Problem statement
Write out the piece on Nosferatu below in full, word for word.

Extract
......
Spoiler alert: Nosferatu has a mustache.
Now that we have that out of the way, we can talk about what we talk about when we talk about Nosferatu.
Isn’t it strange how an illicitly made film that, if not for some intrepid German film lovers, would have been lost forever has become this cult-ish Dracula subfranchise? I’ve known Nosferatu as “the scarier version of Dracula” since I was little, when Max Schreck’s visage popped up in a particularly scary episode of Nickelodeon’s Are You Afraid of the Dark? But between general cultural osmosis and two classics of cinema (F.W. Murnau’s “Made without Permission” original and Werner Herzog’s remake of the same), Count Orlok somehow became his own animal fully divorced from the very source material he was liberally ripped off from. There’s even an excellent movie about the making of the movie.
One can credit good creature design, and yes, it’s very good. Still, it’s the combination of everything on screen: powerful Impressionist imagery, Shreck’s performance, cutting Bram Stoker’s novel down to the bone, the terror invoked in silence – these elements combine to create something that wipes the floor with basically every sanctioned iteration of Dracula. The bloodsucker we generally know from Halloween decorations, costumes, and other paraphernalia is generally some combo of Christopher Lee’s visage with Bela Lugosi’s voice. But not even their considerable powers combined can put the chill into something the way that Orlok looking into the camera can. That’s a kind of immortality so few achieve, and they did it on a shoestring budget.
......
Excerpted records
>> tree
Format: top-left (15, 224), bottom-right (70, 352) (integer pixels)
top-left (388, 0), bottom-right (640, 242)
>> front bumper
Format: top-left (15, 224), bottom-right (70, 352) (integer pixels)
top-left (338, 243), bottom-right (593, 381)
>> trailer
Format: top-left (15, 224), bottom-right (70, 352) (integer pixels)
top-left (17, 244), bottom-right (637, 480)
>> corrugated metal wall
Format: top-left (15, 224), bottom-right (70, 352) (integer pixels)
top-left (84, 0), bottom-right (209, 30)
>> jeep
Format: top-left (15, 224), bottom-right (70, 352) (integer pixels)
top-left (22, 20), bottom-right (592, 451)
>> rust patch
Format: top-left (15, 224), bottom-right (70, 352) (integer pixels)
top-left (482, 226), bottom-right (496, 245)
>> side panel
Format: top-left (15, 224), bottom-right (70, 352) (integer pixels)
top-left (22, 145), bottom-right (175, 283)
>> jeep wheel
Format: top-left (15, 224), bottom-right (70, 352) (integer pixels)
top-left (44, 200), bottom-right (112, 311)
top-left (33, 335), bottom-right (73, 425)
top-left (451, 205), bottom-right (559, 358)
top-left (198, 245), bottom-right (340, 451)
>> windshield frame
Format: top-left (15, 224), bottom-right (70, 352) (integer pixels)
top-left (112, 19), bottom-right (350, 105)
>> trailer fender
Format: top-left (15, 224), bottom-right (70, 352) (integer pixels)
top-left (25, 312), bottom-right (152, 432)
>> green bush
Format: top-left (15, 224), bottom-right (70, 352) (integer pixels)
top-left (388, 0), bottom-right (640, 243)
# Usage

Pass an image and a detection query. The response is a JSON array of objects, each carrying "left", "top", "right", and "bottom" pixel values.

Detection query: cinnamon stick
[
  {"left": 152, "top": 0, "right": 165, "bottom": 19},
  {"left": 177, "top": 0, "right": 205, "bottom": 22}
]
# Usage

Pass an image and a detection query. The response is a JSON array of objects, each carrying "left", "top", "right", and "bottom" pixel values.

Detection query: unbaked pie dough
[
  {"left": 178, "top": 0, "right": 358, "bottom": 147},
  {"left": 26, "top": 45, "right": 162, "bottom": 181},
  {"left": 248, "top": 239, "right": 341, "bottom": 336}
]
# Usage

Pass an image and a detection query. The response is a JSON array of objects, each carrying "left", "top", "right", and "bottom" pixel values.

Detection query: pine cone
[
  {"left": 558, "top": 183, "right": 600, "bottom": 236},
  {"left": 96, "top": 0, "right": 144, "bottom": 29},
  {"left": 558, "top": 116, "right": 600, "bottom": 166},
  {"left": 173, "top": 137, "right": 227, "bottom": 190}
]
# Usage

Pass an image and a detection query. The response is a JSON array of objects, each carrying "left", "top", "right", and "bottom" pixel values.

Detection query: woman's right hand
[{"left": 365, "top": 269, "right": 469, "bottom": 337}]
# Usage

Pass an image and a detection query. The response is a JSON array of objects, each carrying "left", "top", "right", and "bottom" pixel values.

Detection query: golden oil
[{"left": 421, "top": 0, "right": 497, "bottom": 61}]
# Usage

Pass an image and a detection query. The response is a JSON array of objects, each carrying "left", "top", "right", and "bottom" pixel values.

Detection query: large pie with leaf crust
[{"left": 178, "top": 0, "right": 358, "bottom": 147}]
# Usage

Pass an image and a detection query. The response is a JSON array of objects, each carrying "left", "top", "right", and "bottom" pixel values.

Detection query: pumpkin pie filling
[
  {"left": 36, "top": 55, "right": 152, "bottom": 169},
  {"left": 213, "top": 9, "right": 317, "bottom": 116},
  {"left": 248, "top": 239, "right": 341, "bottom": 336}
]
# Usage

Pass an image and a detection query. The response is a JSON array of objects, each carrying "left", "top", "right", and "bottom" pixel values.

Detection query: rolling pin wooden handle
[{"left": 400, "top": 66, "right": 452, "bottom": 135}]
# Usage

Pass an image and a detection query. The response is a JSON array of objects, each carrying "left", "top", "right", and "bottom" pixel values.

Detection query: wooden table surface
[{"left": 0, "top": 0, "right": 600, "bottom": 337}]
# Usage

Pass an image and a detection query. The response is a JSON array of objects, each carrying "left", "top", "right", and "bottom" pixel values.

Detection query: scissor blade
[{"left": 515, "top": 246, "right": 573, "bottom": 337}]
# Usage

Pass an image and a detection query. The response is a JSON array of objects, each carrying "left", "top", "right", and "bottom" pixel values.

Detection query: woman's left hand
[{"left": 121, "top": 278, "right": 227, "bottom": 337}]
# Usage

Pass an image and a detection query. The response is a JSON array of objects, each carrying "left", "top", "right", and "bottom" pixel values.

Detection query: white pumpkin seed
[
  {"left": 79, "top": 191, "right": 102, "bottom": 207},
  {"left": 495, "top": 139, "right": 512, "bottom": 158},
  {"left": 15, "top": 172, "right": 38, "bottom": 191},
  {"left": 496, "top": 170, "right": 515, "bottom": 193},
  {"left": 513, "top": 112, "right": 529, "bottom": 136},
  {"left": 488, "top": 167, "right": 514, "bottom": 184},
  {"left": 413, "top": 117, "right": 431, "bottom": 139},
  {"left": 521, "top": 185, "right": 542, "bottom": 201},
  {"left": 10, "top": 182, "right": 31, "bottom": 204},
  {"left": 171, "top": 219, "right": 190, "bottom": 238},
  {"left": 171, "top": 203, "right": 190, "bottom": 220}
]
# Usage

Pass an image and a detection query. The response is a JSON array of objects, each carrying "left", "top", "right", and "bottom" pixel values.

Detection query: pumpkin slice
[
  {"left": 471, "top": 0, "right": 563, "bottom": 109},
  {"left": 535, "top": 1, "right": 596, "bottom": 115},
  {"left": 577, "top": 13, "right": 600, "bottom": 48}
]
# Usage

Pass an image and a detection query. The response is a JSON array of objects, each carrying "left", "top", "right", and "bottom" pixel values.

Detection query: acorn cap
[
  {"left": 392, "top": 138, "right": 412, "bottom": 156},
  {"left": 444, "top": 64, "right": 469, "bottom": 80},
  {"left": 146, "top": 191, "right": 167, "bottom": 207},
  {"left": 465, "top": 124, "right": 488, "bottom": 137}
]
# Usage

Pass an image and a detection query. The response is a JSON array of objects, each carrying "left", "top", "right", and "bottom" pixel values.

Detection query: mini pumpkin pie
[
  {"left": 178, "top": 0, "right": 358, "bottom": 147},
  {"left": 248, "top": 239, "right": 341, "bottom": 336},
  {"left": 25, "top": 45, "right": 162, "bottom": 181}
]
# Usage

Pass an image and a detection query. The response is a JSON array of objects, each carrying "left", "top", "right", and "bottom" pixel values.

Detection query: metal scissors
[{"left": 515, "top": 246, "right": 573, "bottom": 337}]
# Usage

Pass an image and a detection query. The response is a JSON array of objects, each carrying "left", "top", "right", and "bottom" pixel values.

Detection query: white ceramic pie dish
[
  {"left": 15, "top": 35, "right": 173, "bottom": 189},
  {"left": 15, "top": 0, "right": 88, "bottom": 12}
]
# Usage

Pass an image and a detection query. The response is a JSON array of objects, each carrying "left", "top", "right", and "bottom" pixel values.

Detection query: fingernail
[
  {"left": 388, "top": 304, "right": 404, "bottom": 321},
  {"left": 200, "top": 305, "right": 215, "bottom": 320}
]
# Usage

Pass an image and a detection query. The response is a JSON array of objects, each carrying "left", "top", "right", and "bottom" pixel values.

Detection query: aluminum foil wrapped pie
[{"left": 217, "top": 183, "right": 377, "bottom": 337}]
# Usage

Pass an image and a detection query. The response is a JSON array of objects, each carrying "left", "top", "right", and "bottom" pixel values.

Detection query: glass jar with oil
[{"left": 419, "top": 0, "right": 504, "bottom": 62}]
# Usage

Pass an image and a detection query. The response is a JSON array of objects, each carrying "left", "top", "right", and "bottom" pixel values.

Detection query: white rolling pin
......
Task output
Spoiler alert: Nosferatu has a mustache.
Now that we have that out of the way, we can talk about what we talk about when we talk about Nosferatu.
Isn’t it strange how an illicitly made film that, if not for some intrepid German film lovers, would have been lost forever has become this cult-ish Dracula subfranchise? I’ve known Nosferatu as “the scarier version of Dracula” since I was little, when Max Schreck’s visage popped up in a particularly scary episode of Nickelodeon’s Are You Afraid of the Dark? But between general cultural osmosis and two classics of cinema (F.W. Murnau’s “Made without Permission” original and Werner Herzog’s remake of the same), Count Orlok somehow became his own animal fully divorced from the very source material he was liberally ripped off from. There’s even an excellent movie about the making of the movie.
One can credit good creature design, and yes, it’s very good. Still, it’s the combination of everything on screen: powerful Impressionist imagery, Shreck’s performance, cutting Bram Stoker’s novel down to the bone, the terror invoked in silence – these elements combine to create something that wipes the floor with basically every sanctioned iteration of Dracula. The bloodsucker we generally know from Halloween decorations, costumes, and other paraphernalia is generally some combo of Christopher Lee’s visage with Bela Lugosi’s voice. But not even their considerable powers combined can put the chill into something the way that Orlok looking into the camera can. That’s a kind of immortality so few achieve, and they did it on a shoestring budget.